Directions
Reproduce the stretch of material from the line containing "TARGET: foliage" through the line containing "(1298, 487)", substituting "each instance" for "every instance" wherever it occurs and leaving everything else unchanged.

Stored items
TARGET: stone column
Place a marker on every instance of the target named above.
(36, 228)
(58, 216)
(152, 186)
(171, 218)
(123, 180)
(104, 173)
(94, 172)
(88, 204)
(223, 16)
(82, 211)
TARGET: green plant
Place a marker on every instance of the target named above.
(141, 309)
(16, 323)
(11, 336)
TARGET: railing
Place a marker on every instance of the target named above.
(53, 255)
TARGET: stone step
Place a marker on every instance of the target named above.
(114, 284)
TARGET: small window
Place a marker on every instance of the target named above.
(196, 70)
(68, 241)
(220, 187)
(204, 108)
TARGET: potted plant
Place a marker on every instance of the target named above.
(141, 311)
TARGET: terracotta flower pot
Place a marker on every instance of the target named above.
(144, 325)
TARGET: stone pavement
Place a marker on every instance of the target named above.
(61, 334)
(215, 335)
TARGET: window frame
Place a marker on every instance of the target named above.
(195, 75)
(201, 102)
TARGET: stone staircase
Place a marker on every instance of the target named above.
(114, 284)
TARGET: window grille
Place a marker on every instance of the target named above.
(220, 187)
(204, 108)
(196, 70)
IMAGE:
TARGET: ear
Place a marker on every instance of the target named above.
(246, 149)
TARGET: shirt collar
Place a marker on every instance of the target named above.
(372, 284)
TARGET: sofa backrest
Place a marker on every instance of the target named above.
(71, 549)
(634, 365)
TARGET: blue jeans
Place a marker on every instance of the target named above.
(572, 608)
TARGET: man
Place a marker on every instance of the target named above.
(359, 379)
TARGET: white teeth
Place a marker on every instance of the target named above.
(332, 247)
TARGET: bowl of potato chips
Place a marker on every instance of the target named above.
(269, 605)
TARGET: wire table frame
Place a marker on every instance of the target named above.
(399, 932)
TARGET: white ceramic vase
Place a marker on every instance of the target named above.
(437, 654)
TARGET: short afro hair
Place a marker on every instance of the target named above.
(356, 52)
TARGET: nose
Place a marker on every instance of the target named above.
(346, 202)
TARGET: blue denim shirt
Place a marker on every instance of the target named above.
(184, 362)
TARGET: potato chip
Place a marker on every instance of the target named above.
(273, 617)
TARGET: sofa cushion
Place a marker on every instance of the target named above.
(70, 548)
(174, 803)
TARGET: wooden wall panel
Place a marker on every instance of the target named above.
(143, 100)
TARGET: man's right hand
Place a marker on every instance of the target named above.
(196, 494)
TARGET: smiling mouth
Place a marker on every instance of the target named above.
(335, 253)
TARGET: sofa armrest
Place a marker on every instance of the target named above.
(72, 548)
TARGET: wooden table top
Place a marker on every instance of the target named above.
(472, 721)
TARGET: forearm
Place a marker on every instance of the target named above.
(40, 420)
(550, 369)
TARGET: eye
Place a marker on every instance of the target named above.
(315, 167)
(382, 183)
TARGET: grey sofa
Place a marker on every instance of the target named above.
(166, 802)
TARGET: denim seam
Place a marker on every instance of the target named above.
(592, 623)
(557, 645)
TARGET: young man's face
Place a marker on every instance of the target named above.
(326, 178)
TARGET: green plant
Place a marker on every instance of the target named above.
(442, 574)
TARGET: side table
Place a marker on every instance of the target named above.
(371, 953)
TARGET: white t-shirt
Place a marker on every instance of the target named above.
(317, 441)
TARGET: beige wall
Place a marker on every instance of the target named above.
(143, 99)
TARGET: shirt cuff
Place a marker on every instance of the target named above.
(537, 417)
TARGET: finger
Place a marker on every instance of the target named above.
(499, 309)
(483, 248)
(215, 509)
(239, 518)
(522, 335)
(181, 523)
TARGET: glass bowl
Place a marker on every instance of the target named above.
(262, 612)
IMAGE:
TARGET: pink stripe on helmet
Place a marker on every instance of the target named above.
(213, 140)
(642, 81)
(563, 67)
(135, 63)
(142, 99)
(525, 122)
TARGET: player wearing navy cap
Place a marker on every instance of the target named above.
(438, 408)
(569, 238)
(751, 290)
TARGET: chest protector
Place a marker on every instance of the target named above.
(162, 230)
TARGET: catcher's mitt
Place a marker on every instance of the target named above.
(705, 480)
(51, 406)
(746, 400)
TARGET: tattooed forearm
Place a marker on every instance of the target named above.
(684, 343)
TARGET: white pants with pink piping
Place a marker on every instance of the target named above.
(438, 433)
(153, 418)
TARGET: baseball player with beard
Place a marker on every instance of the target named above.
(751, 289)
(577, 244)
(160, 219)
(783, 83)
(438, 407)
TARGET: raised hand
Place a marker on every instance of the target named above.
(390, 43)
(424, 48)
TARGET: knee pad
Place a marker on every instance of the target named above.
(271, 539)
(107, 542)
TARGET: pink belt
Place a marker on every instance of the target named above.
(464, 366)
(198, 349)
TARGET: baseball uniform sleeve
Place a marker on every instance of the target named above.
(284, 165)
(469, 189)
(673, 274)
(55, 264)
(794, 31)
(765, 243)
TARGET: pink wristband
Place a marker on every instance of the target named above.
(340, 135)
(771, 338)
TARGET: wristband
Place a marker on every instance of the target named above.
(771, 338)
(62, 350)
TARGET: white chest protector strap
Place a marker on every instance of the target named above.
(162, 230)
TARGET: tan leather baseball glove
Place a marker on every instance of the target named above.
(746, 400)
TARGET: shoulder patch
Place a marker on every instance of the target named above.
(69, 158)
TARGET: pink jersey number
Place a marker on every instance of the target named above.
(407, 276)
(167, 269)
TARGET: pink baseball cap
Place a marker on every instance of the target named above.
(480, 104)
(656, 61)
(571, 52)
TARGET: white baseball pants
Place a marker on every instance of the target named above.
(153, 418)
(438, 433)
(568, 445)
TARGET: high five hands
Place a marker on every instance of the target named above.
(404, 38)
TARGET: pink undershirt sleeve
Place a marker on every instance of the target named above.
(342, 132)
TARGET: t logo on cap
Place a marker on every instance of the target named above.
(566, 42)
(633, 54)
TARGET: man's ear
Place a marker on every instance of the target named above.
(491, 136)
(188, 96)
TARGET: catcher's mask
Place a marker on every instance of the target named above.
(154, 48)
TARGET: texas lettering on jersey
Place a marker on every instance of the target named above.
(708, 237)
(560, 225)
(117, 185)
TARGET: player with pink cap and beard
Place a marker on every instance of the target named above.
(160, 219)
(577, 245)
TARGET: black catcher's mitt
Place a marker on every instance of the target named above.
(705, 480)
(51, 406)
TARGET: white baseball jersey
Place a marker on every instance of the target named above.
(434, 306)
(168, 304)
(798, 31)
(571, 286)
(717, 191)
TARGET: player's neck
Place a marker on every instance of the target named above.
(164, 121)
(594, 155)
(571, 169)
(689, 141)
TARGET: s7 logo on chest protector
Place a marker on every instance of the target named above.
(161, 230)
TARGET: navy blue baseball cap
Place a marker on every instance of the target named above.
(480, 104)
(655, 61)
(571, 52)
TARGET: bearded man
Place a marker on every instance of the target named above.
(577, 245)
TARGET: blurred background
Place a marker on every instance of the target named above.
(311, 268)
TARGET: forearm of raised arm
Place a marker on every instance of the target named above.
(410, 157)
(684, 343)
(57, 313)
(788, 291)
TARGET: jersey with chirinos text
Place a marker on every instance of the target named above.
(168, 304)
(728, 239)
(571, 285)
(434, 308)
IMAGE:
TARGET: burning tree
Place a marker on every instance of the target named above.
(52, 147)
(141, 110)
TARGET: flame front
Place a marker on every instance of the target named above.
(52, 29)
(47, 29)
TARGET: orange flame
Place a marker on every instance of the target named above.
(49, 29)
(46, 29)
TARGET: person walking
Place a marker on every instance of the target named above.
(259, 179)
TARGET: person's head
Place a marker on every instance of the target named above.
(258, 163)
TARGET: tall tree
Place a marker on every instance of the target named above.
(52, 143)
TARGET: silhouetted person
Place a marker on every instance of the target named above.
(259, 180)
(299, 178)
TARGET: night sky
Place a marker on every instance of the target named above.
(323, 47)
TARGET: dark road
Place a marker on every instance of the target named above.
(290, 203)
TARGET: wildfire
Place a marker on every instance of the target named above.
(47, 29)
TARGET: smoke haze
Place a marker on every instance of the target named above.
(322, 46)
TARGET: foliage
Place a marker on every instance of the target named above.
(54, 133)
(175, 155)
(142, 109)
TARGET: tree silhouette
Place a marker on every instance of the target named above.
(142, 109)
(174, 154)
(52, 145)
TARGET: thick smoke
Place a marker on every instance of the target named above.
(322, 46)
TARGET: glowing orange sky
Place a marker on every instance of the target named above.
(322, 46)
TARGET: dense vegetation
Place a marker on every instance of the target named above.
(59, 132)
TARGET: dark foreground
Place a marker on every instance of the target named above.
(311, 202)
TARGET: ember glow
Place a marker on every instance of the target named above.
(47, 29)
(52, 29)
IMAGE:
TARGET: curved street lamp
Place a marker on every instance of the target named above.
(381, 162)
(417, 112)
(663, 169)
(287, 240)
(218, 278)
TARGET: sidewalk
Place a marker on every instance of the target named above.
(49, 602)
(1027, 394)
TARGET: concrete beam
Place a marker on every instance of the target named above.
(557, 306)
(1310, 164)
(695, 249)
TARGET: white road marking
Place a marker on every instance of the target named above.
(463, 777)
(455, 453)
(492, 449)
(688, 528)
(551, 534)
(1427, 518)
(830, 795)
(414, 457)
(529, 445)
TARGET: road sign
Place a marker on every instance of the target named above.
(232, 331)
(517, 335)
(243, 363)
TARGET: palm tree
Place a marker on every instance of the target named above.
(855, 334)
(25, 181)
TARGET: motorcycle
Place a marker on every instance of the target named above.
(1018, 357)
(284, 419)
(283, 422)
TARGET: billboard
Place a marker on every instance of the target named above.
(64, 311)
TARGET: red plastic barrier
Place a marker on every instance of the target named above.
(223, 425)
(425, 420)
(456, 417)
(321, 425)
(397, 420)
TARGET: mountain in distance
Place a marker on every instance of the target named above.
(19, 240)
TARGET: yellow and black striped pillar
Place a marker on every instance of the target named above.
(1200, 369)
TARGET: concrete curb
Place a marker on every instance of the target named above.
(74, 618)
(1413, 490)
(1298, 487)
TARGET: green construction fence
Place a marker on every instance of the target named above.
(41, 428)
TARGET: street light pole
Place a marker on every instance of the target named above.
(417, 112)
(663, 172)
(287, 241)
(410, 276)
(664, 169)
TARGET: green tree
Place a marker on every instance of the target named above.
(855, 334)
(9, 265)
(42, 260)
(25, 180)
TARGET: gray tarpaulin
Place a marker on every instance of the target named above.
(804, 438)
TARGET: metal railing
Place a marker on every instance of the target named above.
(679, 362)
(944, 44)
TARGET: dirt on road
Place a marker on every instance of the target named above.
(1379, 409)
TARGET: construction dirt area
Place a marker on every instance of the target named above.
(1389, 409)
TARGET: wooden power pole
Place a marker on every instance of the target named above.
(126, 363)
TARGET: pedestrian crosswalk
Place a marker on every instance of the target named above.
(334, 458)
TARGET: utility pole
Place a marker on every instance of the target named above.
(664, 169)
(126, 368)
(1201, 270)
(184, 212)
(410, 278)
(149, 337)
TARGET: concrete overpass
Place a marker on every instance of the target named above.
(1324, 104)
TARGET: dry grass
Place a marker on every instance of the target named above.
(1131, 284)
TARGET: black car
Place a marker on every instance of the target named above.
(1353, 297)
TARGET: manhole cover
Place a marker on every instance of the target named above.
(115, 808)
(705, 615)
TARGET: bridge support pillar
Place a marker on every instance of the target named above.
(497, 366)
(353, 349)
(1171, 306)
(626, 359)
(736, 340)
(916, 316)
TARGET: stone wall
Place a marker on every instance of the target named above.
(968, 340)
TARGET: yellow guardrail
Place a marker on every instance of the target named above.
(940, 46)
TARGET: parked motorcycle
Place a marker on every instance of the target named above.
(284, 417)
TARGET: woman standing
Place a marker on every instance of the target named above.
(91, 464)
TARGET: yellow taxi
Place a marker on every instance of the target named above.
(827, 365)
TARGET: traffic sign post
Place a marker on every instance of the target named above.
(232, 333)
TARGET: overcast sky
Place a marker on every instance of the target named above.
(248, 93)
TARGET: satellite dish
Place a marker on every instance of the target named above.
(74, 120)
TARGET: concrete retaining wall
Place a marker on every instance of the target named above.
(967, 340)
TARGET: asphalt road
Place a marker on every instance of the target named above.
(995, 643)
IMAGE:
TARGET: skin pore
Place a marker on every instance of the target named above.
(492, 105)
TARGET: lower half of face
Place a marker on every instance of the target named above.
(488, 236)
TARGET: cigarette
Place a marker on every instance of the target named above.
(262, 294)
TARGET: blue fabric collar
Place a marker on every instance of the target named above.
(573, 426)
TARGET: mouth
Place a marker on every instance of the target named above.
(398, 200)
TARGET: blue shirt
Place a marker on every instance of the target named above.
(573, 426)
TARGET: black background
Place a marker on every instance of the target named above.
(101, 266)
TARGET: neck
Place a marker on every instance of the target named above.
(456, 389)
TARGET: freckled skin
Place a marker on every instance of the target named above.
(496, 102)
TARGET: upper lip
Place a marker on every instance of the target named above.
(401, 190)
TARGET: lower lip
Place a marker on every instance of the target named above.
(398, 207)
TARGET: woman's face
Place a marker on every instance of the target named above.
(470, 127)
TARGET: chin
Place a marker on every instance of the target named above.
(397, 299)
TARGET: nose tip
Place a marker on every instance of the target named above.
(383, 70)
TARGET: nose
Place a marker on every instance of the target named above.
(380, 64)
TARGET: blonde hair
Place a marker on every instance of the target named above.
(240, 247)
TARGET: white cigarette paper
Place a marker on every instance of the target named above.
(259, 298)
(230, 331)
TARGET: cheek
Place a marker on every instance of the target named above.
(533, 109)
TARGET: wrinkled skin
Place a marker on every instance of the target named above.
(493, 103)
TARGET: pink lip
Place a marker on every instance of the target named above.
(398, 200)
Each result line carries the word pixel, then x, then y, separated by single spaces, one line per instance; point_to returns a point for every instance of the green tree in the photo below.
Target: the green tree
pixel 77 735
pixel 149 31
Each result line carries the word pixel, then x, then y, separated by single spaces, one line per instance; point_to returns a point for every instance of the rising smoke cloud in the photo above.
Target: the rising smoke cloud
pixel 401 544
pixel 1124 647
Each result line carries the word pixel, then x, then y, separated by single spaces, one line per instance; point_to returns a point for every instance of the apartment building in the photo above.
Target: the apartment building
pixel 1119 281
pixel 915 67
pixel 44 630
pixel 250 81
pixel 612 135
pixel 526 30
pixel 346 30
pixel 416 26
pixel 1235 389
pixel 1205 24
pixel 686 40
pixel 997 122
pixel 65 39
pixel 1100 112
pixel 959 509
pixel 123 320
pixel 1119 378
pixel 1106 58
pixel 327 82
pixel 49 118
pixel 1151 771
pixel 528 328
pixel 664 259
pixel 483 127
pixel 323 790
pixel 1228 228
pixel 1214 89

The response
TARGET: foliage
Place a marker on each instance of the target named above.
(54, 133)
(175, 155)
(142, 109)
TARGET: tree silhouette
Place a marker on each instance of the target named above.
(142, 109)
(174, 154)
(52, 145)
TARGET: thick smoke
Place a marker on each instance of the target named above.
(322, 46)
TARGET: glowing orange sky
Place a marker on each instance of the target named above.
(322, 46)
TARGET: dense vegetation
Place a marker on each instance of the target named above.
(59, 132)
TARGET: dark foreground
Place a marker on each instance of the target named above.
(311, 202)
TARGET: ember glow
Place a marker on each instance of the target named above.
(47, 29)
(52, 29)
IMAGE:
TARGET: curved street lamp
Place a marker on each instance of the target named above.
(381, 162)
(417, 112)
(663, 169)
(287, 240)
(218, 278)
TARGET: sidewalk
Place a marker on each instance of the target named above.
(49, 602)
(1027, 394)
TARGET: concrete beam
Place a marker on each instance of the target named above.
(557, 306)
(1310, 164)
(695, 249)
TARGET: white road marking
Place a marker on each instance of the target named above.
(463, 777)
(455, 453)
(492, 449)
(688, 528)
(551, 534)
(1427, 518)
(830, 795)
(414, 457)
(529, 445)
TARGET: road sign
Place a marker on each instance of the target named above.
(232, 331)
(517, 335)
(243, 363)
TARGET: palm tree
Place a marker on each instance of the target named above.
(855, 334)
(25, 181)
TARGET: motorcycle
Place a marker on each instance of the target named above.
(1018, 357)
(284, 419)
(283, 422)
TARGET: billboard
Place a marker on each instance of the target named above.
(64, 311)
TARGET: red plastic barrier
Place a marker on each instance of the target named above.
(223, 425)
(425, 420)
(456, 417)
(321, 425)
(397, 420)
TARGET: mountain in distance
Place a marker on each instance of the target named above.
(19, 240)
TARGET: yellow and black striped pillar
Place a marker on each instance of the target named above.
(1200, 369)
TARGET: concrete curb
Place a marker on each instance of the target named above.
(74, 618)
(1413, 490)
(1298, 487)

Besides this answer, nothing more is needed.